How many lines of the data below contain the string "please"? Matching is case-sensitive; reply with the number alone.
──────────
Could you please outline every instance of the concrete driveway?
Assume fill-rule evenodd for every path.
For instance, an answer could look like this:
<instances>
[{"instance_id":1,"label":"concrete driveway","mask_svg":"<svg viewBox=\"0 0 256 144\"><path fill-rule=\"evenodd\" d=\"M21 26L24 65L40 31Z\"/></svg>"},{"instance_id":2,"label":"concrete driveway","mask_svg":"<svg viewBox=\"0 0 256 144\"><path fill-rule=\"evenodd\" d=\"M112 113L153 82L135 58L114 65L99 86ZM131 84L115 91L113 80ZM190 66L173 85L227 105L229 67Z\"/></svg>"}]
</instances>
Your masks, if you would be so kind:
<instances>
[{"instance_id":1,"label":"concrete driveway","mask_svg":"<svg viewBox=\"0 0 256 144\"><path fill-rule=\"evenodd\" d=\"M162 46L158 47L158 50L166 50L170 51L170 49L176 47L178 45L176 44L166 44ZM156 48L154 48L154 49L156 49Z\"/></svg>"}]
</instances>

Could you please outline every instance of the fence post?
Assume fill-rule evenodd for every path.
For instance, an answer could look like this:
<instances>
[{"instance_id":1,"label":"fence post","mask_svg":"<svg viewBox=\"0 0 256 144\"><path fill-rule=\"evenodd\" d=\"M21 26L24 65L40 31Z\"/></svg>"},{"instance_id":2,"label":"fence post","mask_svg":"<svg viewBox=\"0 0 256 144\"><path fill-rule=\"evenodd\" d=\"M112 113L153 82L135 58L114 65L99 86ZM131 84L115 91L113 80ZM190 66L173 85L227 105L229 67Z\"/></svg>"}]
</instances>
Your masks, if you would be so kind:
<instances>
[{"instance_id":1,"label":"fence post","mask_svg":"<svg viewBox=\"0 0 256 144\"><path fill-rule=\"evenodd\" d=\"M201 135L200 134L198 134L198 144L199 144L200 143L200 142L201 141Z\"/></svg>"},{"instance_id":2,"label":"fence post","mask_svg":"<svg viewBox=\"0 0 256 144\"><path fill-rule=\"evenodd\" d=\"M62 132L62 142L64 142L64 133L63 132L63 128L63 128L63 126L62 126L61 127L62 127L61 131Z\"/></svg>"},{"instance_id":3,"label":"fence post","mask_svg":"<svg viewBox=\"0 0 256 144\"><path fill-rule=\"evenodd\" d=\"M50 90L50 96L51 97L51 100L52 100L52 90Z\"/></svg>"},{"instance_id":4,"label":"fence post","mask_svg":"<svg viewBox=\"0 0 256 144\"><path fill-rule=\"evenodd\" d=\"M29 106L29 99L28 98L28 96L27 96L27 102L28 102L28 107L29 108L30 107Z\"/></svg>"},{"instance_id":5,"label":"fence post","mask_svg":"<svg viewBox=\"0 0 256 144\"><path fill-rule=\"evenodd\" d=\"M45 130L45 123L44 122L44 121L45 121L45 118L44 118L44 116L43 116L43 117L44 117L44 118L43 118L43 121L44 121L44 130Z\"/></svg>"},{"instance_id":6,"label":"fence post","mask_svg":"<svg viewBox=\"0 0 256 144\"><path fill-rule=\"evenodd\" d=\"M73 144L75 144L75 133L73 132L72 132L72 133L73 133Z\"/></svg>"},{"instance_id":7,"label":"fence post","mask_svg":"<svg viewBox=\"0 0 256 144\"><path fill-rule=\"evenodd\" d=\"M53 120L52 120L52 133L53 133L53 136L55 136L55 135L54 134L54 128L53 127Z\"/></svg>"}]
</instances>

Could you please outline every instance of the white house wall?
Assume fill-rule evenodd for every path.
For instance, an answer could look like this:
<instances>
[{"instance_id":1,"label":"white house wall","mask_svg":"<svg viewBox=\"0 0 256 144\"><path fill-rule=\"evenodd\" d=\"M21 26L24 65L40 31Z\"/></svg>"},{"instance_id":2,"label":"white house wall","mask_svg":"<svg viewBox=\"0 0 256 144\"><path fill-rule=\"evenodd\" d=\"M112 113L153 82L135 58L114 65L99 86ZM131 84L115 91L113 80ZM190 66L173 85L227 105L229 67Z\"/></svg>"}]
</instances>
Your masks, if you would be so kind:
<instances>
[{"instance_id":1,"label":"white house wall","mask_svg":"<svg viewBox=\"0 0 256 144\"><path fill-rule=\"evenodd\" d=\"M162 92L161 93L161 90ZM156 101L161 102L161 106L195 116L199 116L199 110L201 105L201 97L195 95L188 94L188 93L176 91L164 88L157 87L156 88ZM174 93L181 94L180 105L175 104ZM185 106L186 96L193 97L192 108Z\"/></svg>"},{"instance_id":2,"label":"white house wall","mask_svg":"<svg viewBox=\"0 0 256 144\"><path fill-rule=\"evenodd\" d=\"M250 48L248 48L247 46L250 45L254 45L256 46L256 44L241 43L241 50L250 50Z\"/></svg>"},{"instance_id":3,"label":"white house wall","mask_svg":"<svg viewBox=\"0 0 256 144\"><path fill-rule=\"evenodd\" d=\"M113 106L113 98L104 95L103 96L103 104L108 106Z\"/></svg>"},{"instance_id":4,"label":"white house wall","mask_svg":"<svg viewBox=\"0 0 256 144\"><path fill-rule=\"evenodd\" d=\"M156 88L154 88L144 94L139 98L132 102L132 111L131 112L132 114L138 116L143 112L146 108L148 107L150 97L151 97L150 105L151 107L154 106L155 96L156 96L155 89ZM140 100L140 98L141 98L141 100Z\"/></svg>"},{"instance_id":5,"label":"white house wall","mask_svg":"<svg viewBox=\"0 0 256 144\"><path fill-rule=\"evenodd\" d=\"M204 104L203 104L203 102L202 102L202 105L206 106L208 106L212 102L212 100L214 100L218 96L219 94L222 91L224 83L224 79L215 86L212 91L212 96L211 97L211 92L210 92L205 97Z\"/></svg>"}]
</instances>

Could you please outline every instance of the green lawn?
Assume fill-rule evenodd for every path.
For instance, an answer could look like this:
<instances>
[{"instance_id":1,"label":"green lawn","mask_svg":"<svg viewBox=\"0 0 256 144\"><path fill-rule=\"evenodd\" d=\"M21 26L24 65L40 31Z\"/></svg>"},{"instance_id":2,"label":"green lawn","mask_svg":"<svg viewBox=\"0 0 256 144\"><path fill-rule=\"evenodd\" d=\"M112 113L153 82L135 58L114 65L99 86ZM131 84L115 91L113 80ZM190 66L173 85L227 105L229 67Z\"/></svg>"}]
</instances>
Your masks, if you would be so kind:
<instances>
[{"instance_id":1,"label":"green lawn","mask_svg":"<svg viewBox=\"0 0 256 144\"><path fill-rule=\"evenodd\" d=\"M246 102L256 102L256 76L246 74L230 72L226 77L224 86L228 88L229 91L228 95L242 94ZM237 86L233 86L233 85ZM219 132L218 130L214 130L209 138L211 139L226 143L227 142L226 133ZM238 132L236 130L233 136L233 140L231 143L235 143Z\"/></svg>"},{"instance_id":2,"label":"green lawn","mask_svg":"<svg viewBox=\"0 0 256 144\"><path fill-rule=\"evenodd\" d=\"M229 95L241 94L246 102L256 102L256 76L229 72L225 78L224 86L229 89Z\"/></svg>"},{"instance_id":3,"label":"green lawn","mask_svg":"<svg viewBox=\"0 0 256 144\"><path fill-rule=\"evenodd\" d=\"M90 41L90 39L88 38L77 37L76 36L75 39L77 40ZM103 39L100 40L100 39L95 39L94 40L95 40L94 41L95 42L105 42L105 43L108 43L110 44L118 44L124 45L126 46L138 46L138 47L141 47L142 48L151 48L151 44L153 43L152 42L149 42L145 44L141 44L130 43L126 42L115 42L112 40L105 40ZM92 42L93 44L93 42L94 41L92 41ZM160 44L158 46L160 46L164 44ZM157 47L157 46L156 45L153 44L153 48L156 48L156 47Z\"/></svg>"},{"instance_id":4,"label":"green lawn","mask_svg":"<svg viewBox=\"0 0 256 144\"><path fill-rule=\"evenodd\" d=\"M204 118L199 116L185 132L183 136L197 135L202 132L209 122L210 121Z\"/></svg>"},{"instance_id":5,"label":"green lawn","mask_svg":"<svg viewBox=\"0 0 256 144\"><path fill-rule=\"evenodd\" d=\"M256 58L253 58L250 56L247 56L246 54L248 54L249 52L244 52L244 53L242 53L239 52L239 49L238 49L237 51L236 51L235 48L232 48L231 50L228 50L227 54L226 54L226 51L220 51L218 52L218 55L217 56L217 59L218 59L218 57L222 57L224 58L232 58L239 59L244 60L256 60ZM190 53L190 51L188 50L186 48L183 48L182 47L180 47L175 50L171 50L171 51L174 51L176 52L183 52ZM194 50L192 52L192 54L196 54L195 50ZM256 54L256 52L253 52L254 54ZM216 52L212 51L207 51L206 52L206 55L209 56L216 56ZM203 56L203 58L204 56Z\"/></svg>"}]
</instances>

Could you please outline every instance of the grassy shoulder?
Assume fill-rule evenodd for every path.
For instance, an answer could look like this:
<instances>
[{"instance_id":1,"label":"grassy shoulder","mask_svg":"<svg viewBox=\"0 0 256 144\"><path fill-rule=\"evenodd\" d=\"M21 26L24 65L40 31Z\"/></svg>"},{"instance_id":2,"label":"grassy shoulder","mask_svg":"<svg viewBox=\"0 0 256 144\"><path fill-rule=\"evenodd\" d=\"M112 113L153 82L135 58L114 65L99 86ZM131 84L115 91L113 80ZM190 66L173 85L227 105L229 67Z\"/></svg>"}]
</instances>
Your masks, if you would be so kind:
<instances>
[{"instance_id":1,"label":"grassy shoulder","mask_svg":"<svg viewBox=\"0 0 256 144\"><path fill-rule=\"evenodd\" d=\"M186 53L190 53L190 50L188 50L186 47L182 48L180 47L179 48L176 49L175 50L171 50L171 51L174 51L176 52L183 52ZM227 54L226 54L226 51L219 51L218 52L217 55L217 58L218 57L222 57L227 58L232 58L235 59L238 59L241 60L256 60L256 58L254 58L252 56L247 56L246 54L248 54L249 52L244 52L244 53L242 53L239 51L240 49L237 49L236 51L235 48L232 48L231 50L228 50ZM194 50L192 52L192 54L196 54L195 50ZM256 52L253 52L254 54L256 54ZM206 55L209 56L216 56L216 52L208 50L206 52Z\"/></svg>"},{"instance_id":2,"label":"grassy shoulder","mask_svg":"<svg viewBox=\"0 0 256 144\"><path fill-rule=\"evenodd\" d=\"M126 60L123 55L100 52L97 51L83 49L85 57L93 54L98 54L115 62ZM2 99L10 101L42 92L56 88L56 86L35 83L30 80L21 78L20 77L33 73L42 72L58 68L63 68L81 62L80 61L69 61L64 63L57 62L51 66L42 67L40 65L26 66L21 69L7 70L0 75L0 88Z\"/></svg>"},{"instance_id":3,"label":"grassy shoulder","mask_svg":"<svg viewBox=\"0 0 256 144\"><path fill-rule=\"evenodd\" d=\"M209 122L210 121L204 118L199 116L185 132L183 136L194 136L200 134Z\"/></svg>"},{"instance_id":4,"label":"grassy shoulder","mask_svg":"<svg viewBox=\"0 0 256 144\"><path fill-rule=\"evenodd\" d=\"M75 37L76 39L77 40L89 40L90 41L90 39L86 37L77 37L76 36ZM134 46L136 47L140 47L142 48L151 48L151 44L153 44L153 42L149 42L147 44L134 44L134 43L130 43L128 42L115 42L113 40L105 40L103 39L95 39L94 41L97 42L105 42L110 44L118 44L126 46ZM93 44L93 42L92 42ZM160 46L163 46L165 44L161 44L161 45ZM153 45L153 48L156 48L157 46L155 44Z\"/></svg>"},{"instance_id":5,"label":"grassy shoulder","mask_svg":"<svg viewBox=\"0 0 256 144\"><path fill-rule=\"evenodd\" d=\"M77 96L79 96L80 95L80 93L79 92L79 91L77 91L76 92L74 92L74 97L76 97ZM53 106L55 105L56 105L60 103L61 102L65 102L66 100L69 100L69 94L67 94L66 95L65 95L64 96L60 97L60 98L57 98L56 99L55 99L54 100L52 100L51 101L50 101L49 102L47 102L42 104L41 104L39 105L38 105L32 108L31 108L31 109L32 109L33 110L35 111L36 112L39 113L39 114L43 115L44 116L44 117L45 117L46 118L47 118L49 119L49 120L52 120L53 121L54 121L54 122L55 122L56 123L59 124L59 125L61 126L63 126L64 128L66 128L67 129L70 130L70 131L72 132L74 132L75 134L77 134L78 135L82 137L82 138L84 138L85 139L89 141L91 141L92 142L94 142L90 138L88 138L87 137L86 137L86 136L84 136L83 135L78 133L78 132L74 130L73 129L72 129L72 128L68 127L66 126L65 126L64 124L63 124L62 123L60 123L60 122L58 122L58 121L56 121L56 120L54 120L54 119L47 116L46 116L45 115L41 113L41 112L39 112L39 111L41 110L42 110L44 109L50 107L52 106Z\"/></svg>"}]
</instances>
──────────
PROBLEM SOLUTION:
5